LO QUE SE PIDE.
- a) Indique si cada afirmación concuerda con el fragmento, con un sí o un no y las palabras exactas que lo deciden: (i) en esa disposición, el alma llega a desdeñar la Inteligencia; (ii) quien entra en la mansión ve al dueño antes de admirar su riqueza interior; (iii) el dios se aparece a los ojos del cuerpo.
- b) Transcriba del fragmento el pasaje que comienza con "Capítulos 31-42: O" y continúa hasta "para o Bem.".

FRAGMENTO.

------------

Capítulos 31-42: O Bem está na origem e na fonte da vida, do Intelecto e da alma: eis porque é desprovido de pensar, de conhecimento e de ser.

  • Cap 31: A subida alma para o Bem.
  • Cap 32-33: A alma se dirige para o que é desprovido de forma, pois aí está a fonte de toda beleza e de todo desejo.
  • Cap 34-35: Indo além do Intelecto, a alma realiza a união com ela mesma e reencontra seu princípio.
  • Cap 36: Posição do problema: pode-se dizer que o Bem pensa?
  • Cap 37: Exame e refutação da doutrina aristotélica de um Intelecto primeiro que se pensa ele mesmo.
  • Cap 38-39: A doutrina platônica do ser e do conhecimento.
  • Cap 40-41: A condição do Bem, que é absolutamente um, primeiro e autárcico, o impede de fazer ato de pensamento, pois o ato de pensar supõe o ser do que é pensado e um princípio que suscita o pensamento, o que é incompatível com o estatuto do Bem
  • Cap 42: A hierarquia do real.

Míguez

35. En esa disposición el alma llega a desdeñar la Inteligencia, que en otro tiempo tenía para ella un atractivo especial. Porque el pensamiento es un movimiento y el alma no quiere ya moverse. Ni habla de lo que ve, aunque lo contemple convertida en inteligencia; pues lo que ocurre es que el alma se ha intelectualizado y vive ya en la región inteligible. Es aquí donde posee y piensa lo inteligible; y lo abandona todo en cuanto ve el objeto amado, lo mismo que aquel que penetra en una mansión bellamente dispuesta, observa y admira toda su riqueza interior antes de ver al dueño de la casa. Ahora bien, cuando le ve y él se hace objeto de su admiración, no es ya este hombre algo así como una estatua, sino algo realmente digno de ser contemplado. Es claro que dejará todo lo demás para mirar sólo a este hombre; no apartará de él sus ojos y, sin embargo, no verá nada nuevo aunque su visión no se interrumpa. El objeto de su visión termina por mezclarse con la visión misma hasta tal punto que se convierte incluso en visión. Todo lo demás es dado al olvido y no cae en el campo de la contemplación. Pero aún quizás se conservaría mejor la analogía si dijésemos que quien se presenta al que admira la casa no es ya un hombre sino un dios. Y este dios no se aparece a los ojos del cuerpo sino que llena al alma con su presencia.

------------

MATERIAL PRESENTADO.
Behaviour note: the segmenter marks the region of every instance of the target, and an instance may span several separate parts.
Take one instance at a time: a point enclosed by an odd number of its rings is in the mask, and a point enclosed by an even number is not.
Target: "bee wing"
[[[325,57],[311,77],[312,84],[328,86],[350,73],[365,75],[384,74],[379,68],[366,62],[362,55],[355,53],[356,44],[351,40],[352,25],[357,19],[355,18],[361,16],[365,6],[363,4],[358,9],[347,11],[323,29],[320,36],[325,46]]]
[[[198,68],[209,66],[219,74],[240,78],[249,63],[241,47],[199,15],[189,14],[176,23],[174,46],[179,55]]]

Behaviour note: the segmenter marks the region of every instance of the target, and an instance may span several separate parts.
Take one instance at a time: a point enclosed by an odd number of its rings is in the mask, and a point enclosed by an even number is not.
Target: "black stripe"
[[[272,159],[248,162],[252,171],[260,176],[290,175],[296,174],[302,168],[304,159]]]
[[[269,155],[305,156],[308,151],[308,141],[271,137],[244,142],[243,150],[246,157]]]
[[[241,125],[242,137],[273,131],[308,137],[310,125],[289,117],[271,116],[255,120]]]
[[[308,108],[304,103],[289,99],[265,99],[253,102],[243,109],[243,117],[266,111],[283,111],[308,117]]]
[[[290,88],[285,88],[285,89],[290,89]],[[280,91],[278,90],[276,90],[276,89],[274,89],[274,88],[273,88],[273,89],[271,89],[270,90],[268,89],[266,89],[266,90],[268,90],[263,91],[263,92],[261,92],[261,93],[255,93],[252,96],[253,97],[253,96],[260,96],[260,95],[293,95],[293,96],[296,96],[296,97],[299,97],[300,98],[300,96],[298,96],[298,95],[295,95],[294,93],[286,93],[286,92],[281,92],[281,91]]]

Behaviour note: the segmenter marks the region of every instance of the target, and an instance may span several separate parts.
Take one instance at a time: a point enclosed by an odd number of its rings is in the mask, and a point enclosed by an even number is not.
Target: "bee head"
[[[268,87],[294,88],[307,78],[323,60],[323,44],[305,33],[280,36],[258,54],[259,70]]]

------------

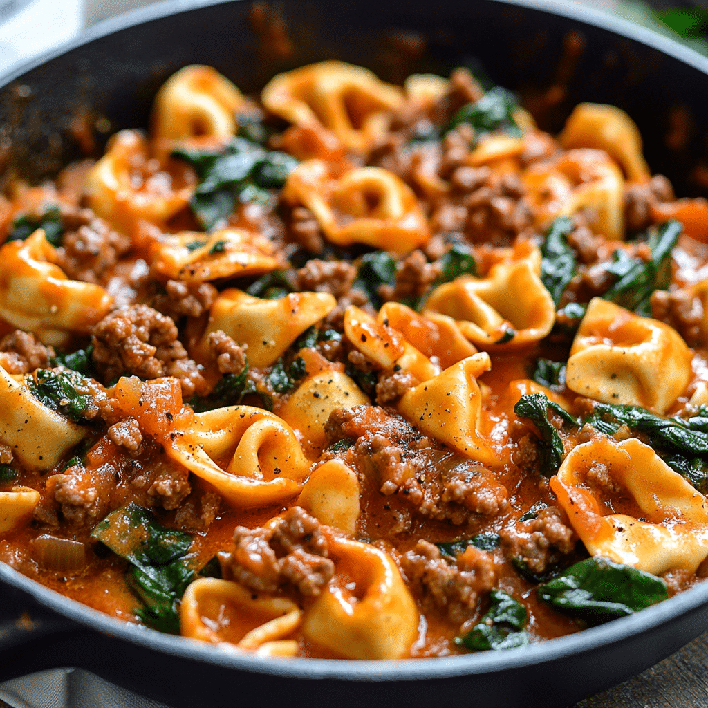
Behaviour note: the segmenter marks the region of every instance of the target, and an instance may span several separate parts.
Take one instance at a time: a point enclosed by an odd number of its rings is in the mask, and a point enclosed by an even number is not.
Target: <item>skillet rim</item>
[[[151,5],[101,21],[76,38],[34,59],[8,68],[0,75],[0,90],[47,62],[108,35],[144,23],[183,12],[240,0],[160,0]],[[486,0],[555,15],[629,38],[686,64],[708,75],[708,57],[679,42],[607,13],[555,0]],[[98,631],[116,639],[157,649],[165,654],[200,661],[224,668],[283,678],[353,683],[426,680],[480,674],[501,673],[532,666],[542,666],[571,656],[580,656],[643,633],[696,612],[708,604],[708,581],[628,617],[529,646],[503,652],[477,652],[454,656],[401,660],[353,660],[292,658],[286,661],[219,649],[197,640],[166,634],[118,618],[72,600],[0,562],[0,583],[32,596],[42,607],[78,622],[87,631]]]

------------

RESPUESTAS POR TAREA.
- a)
(i) Sí: «En esa disposición el alma llega a desdeñar la Inteligencia».
(ii) No: «observa y admira toda su riqueza interior antes de ver al dueño de la casa».
(iii) No: «Y este dios no se aparece a los ojos del cuerpo sino que llena al alma con su presencia».

- b)
Capítulos 31-42: O Bem está na origem e na fonte da vida, do Intelecto e da alma: eis porque é desprovido de pensar, de conhecimento e de ser.

  • Cap 31: A subida alma para o Bem.